[START OF PROVIDED MATERIAL]

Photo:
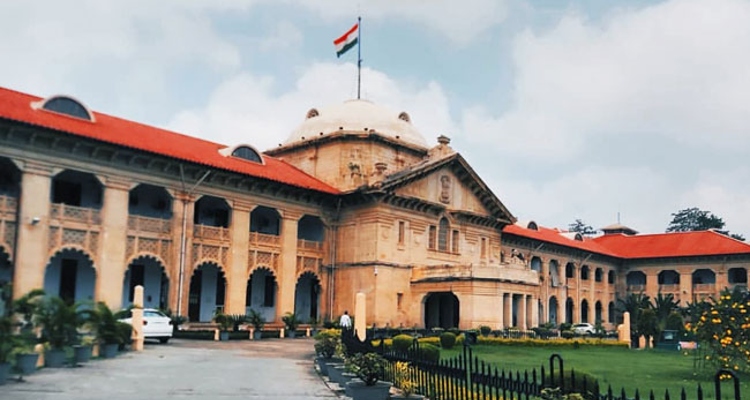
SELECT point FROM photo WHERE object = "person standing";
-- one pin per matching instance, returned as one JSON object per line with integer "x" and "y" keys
{"x": 346, "y": 321}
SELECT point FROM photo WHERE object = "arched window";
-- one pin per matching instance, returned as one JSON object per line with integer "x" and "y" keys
{"x": 68, "y": 106}
{"x": 247, "y": 153}
{"x": 443, "y": 232}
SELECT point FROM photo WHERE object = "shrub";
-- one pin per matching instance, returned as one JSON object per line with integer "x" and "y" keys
{"x": 368, "y": 367}
{"x": 402, "y": 342}
{"x": 326, "y": 342}
{"x": 429, "y": 352}
{"x": 447, "y": 340}
{"x": 576, "y": 385}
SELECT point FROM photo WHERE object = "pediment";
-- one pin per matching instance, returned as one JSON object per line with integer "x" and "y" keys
{"x": 451, "y": 184}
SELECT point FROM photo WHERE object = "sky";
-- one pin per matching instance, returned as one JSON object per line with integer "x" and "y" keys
{"x": 567, "y": 109}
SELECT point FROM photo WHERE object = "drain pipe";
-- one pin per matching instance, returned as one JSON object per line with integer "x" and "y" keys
{"x": 183, "y": 234}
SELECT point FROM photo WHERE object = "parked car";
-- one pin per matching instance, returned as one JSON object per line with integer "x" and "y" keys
{"x": 584, "y": 329}
{"x": 156, "y": 325}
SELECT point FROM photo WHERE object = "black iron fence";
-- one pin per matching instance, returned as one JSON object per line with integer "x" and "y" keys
{"x": 466, "y": 377}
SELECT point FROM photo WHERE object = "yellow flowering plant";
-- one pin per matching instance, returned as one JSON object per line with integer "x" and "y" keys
{"x": 723, "y": 327}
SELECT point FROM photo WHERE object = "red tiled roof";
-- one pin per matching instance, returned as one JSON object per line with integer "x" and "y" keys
{"x": 554, "y": 236}
{"x": 16, "y": 106}
{"x": 675, "y": 244}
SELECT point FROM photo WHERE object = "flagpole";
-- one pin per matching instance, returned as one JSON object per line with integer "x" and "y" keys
{"x": 359, "y": 56}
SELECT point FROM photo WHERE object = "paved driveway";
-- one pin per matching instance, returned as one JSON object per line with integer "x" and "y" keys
{"x": 266, "y": 369}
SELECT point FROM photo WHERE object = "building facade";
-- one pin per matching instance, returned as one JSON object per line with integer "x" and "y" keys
{"x": 355, "y": 200}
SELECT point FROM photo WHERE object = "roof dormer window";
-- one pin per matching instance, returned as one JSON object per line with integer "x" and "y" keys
{"x": 66, "y": 105}
{"x": 247, "y": 153}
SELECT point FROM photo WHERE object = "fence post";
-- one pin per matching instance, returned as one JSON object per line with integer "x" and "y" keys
{"x": 717, "y": 383}
{"x": 552, "y": 358}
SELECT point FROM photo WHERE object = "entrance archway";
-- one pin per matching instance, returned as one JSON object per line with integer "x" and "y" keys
{"x": 260, "y": 294}
{"x": 149, "y": 273}
{"x": 207, "y": 292}
{"x": 441, "y": 310}
{"x": 70, "y": 275}
{"x": 307, "y": 296}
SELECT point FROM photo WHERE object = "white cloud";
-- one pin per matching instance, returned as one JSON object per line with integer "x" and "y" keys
{"x": 246, "y": 108}
{"x": 676, "y": 70}
{"x": 459, "y": 21}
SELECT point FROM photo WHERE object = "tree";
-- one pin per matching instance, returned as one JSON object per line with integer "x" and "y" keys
{"x": 581, "y": 227}
{"x": 695, "y": 219}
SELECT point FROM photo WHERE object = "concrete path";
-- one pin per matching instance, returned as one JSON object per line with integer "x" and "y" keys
{"x": 195, "y": 370}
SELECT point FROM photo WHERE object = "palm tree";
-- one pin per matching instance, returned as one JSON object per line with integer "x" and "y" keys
{"x": 634, "y": 304}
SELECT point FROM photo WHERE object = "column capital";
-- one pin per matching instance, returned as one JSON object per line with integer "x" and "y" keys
{"x": 291, "y": 215}
{"x": 36, "y": 168}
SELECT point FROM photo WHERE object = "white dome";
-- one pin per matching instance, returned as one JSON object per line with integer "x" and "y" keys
{"x": 357, "y": 115}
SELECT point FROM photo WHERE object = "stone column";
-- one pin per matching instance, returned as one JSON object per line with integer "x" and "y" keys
{"x": 523, "y": 312}
{"x": 686, "y": 285}
{"x": 111, "y": 259}
{"x": 534, "y": 310}
{"x": 652, "y": 282}
{"x": 182, "y": 234}
{"x": 32, "y": 250}
{"x": 501, "y": 312}
{"x": 238, "y": 256}
{"x": 288, "y": 267}
{"x": 508, "y": 313}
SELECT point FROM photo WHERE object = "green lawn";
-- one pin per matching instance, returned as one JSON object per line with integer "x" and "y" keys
{"x": 621, "y": 368}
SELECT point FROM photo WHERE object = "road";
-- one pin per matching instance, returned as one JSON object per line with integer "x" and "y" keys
{"x": 183, "y": 369}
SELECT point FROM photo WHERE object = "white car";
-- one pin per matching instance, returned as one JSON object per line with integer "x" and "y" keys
{"x": 584, "y": 329}
{"x": 156, "y": 325}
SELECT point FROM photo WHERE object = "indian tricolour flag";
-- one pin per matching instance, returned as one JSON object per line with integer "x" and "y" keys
{"x": 347, "y": 40}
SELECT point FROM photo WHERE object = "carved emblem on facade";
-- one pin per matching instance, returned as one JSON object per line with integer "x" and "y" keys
{"x": 445, "y": 189}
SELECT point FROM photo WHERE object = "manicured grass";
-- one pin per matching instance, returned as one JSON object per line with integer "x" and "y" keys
{"x": 619, "y": 367}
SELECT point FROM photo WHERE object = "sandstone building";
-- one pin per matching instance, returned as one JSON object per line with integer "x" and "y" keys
{"x": 354, "y": 201}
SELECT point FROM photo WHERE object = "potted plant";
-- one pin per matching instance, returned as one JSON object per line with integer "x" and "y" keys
{"x": 369, "y": 368}
{"x": 59, "y": 322}
{"x": 326, "y": 342}
{"x": 24, "y": 309}
{"x": 255, "y": 318}
{"x": 110, "y": 333}
{"x": 225, "y": 323}
{"x": 8, "y": 343}
{"x": 402, "y": 380}
{"x": 291, "y": 322}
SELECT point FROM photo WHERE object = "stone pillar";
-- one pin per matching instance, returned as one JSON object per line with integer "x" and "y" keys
{"x": 508, "y": 300}
{"x": 652, "y": 282}
{"x": 32, "y": 252}
{"x": 182, "y": 228}
{"x": 360, "y": 316}
{"x": 138, "y": 318}
{"x": 523, "y": 313}
{"x": 238, "y": 257}
{"x": 288, "y": 267}
{"x": 501, "y": 312}
{"x": 111, "y": 259}
{"x": 534, "y": 310}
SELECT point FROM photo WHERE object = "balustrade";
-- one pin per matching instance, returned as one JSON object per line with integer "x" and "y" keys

[END OF PROVIDED MATERIAL]

▶ _WRITTEN PROBLEM_
Every record must be copied exactly, with images dropped from the result.

▶ _FINISHED EXERCISE_
Photo:
SELECT point FROM photo WHERE object = "person standing";
-- one pin per matching instance, returned as one JSON object per line with integer "x" and "y" keys
{"x": 346, "y": 321}
SELECT point FROM photo WHERE object = "arched window";
-- one pin per matching instance, returned as one JSON object per line with integer "x" and "y" keys
{"x": 68, "y": 106}
{"x": 247, "y": 153}
{"x": 443, "y": 232}
SELECT point FROM photo WHERE object = "shrub";
-- one pin per matching instance, returned as one JSON object per line with integer "x" and "y" keys
{"x": 368, "y": 367}
{"x": 402, "y": 342}
{"x": 326, "y": 342}
{"x": 429, "y": 352}
{"x": 447, "y": 340}
{"x": 576, "y": 385}
SELECT point FROM photo WHERE object = "pediment";
-- one pin per matching instance, returned as one JSON object per line with integer "x" and "y" keys
{"x": 451, "y": 184}
SELECT point FROM photo WHERE object = "sky";
-- one pin per matching instance, returned as one JSON object per line with integer "x" and "y" keys
{"x": 567, "y": 109}
SELECT point FROM photo WHERE object = "drain pipe";
-- one pin per matching instance, returned as one JSON object per line with integer "x" and "y" keys
{"x": 183, "y": 234}
SELECT point FROM photo WHERE object = "parked car";
-- one pin per matching instance, returned as one JSON object per line with integer "x" and "y" keys
{"x": 584, "y": 329}
{"x": 156, "y": 325}
SELECT point FROM photo WHERE object = "black iron fence";
-- one pin per matching instance, returned as one JSON object per line with integer "x" and "y" keys
{"x": 466, "y": 377}
SELECT point FROM photo WHERE object = "yellow flowering plant";
-- one pin per matching instance, returned as one JSON object per line with integer "x" and "y" keys
{"x": 723, "y": 327}
SELECT point FROM photo WHERE object = "red tiled roof";
-- one pin per matching instance, returned as one JSON object per line with integer "x" and "y" keys
{"x": 554, "y": 236}
{"x": 16, "y": 106}
{"x": 675, "y": 244}
SELECT point FROM photo WHERE object = "flagpole";
-- one pin per matching instance, returned as one JSON object per line with integer "x" and "y" keys
{"x": 359, "y": 56}
SELECT point FROM photo WHERE object = "paved driveway";
-- one pin per matching instance, returned as one JSON object per line with integer "x" and "y" keys
{"x": 266, "y": 369}
SELECT point FROM photo WHERE object = "building facade";
-- one pin per matching instance, returned as one JSON object per line with integer "x" and "y" keys
{"x": 355, "y": 200}
SELECT point FROM photo WHERE object = "roof dormer window";
-- one pin per matching instance, returned as one JSON object per line with integer "x" and "y" keys
{"x": 66, "y": 105}
{"x": 247, "y": 153}
SELECT point FROM photo WHERE object = "fence post";
-- one pin per matching instance, returned as one JSON object per line with integer "x" and "y" keys
{"x": 717, "y": 383}
{"x": 552, "y": 358}
SELECT point FROM photo WHERE object = "entrance archway";
-- one pin per matching instance, returned as one JSON object per line with integer "x" and "y" keys
{"x": 260, "y": 294}
{"x": 149, "y": 273}
{"x": 207, "y": 292}
{"x": 441, "y": 310}
{"x": 70, "y": 275}
{"x": 307, "y": 296}
SELECT point FROM photo WHERE object = "white cloud";
-- one pin per matching instance, returned as one JSON object per line with integer "x" and "y" keys
{"x": 246, "y": 108}
{"x": 676, "y": 70}
{"x": 459, "y": 21}
SELECT point FROM photo WHERE object = "tree";
-- one pin per matching instance, returned as one JSON object per line with integer "x" and "y" keys
{"x": 581, "y": 227}
{"x": 695, "y": 219}
SELECT point FROM photo WHERE object = "concrete path";
-- one pin per matching instance, returned as one JSON object per line with integer "x" and "y" keys
{"x": 195, "y": 370}
SELECT point FROM photo WHERE object = "palm tree";
-- one pin per matching instance, returned as one JSON object per line with integer "x" and "y" keys
{"x": 634, "y": 304}
SELECT point FROM photo WHERE object = "column capital";
-- one pin per matching instance, returned as one JSON object per line with integer "x" and "y" keys
{"x": 291, "y": 215}
{"x": 36, "y": 168}
SELECT point FROM photo WHERE object = "white dome";
-- one pin per matching instance, returned as one JSON object per line with integer "x" and "y" keys
{"x": 357, "y": 115}
SELECT point FROM photo WHERE object = "stone column";
-- one pin per matching instance, returned as one JSON object per line with integer "x" and "y" keys
{"x": 523, "y": 312}
{"x": 686, "y": 285}
{"x": 111, "y": 259}
{"x": 534, "y": 310}
{"x": 652, "y": 282}
{"x": 182, "y": 234}
{"x": 32, "y": 250}
{"x": 501, "y": 312}
{"x": 238, "y": 256}
{"x": 288, "y": 267}
{"x": 508, "y": 313}
SELECT point FROM photo WHERE object = "green lawn";
-- one pin per matching instance, returned as one JSON object per line with integer "x" and "y" keys
{"x": 621, "y": 368}
SELECT point FROM photo WHERE object = "road";
-- one pin per matching instance, returned as one JSON object per line with integer "x" and "y" keys
{"x": 183, "y": 369}
SELECT point FROM photo WHERE object = "white car";
-- one pin per matching instance, returned as one JSON object per line with integer "x" and "y" keys
{"x": 584, "y": 329}
{"x": 156, "y": 325}
SELECT point FROM photo WHERE object = "indian tricolour flag";
-- one pin per matching instance, returned as one JSON object per line with integer "x" and "y" keys
{"x": 347, "y": 40}
SELECT point FROM photo WHERE object = "carved emblem on facade";
-- one pin per matching instance, returned as one JSON object per line with integer "x" and "y" keys
{"x": 445, "y": 189}
SELECT point FROM photo WHERE object = "manicured grass";
-- one pin per matching instance, returned as one JSON object per line with integer "x" and "y" keys
{"x": 619, "y": 367}
SELECT point FROM photo WHERE object = "sandstone building";
-- one pin per matching instance, returned as one JSON object per line with integer "x" and "y" keys
{"x": 354, "y": 201}
SELECT point FROM photo WHERE object = "potted plant";
-- one pin per matching instance, returned as one JSON object per line with integer "x" and "y" keys
{"x": 369, "y": 368}
{"x": 59, "y": 322}
{"x": 326, "y": 342}
{"x": 24, "y": 309}
{"x": 255, "y": 318}
{"x": 110, "y": 333}
{"x": 225, "y": 323}
{"x": 8, "y": 343}
{"x": 402, "y": 380}
{"x": 291, "y": 322}
SELECT point FROM photo WHERE object = "stone pillar";
-- one pin per matching instance, returned as one JSON object per line with integer "x" and "y" keys
{"x": 508, "y": 300}
{"x": 652, "y": 282}
{"x": 32, "y": 252}
{"x": 182, "y": 228}
{"x": 360, "y": 316}
{"x": 138, "y": 318}
{"x": 523, "y": 313}
{"x": 238, "y": 257}
{"x": 288, "y": 267}
{"x": 501, "y": 312}
{"x": 111, "y": 259}
{"x": 534, "y": 310}
SELECT point FROM photo WHERE object = "balustrade";
-- one pin per matching instance, returned as one JSON object per line with integer "x" and "y" keys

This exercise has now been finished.